101 FCR 548 at 553
Prodromos Anastasi Foukkare v Angreb Pty Limited & Ors [2006] NSWCA 335
Re Minister for Immigration and Ethnic Affairs
Ex parte Lai Qin [1997] HCA 6
Source
Original judgment source is linked above.
Catchwords
101 FCR 548 at 553
Prodromos Anastasi Foukkare v Angreb Pty Limited & Ors [2006] NSWCA 335
Re Minister for Immigration and Ethnic AffairsEx parte Lai Qin [1997] HCA 6
Judgment (7 paragraphs)
[1]
Summary
The parties to this dispute are homeowners (Mr Shane Andrew Cavers, Mr William Robert Cavers and Ms Melissa Cavers) and a builder (Mr David A Gleeson).
They were parties to two applications, effectively cross-applications in the Consumer and Commercial Division's Home Building list, resolved by a decision on 24 February 2021, about two weeks prior to the hearing of this appeal (Final Decision).
By the Final Decision, the Tribunal, relevantly, declined to deal with each application on the basis that it had no jurisdiction to determine them, as the builder had raised federal jurisdiction in respect of his application and the homeowners did likewise in response, claiming equitable set-off and in their own claim against the builder for alleged misleading and deceptive conduct.

TASK DETAILS:
Translate this sentence from the judgment summary above into Spanish: "The parties to this dispute are homeowners (Mr Shane Andrew Cavers, Mr William Robert Cavers and Ms Melissa Cavers) and a builder (Mr David A Gleeson)."

INFORMATION SUPPLIED:
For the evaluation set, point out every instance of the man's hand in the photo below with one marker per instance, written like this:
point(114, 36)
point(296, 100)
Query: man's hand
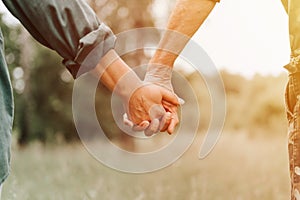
point(145, 104)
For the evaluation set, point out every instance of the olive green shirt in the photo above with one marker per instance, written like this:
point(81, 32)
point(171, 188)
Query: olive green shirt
point(72, 29)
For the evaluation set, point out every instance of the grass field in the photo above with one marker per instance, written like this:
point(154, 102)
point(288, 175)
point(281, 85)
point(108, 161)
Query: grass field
point(239, 168)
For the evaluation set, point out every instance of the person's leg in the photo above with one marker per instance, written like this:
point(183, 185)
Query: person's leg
point(0, 191)
point(293, 110)
point(6, 115)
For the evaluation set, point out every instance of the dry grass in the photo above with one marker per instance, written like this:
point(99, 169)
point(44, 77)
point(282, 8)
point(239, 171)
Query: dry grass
point(239, 168)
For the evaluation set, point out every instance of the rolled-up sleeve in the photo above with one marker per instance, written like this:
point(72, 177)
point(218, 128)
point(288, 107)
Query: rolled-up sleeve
point(70, 27)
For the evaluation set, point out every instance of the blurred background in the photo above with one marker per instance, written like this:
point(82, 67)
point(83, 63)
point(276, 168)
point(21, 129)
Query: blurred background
point(249, 45)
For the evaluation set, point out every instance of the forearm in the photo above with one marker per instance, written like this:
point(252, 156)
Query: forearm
point(116, 75)
point(69, 27)
point(185, 20)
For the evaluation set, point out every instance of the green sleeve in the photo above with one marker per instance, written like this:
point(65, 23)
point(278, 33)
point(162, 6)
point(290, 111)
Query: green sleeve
point(70, 27)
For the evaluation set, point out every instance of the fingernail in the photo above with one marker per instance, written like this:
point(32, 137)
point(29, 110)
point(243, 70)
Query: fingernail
point(181, 101)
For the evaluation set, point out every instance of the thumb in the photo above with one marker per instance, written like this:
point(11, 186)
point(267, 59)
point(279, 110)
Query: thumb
point(169, 97)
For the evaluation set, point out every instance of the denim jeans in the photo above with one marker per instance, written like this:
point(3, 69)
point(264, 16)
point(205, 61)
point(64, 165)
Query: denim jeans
point(293, 115)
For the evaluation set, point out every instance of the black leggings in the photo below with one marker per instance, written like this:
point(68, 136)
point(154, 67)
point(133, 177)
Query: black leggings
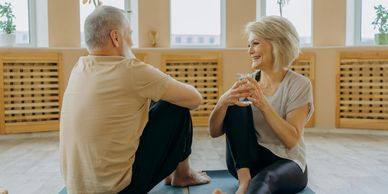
point(270, 173)
point(166, 141)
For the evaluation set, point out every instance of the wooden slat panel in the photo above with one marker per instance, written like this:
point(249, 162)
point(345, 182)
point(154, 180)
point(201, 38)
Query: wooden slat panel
point(362, 92)
point(203, 71)
point(31, 92)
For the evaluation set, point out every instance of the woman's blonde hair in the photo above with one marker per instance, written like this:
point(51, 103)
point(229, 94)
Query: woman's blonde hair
point(282, 35)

ANSWER BELOW:
Las partes de esta controversia son los propietarios de la vivienda (el Sr. Shane Andrew Cavers, el Sr. William Robert Cavers y la Sra. Melissa Cavers) y un constructor (el Sr. David A Gleeson).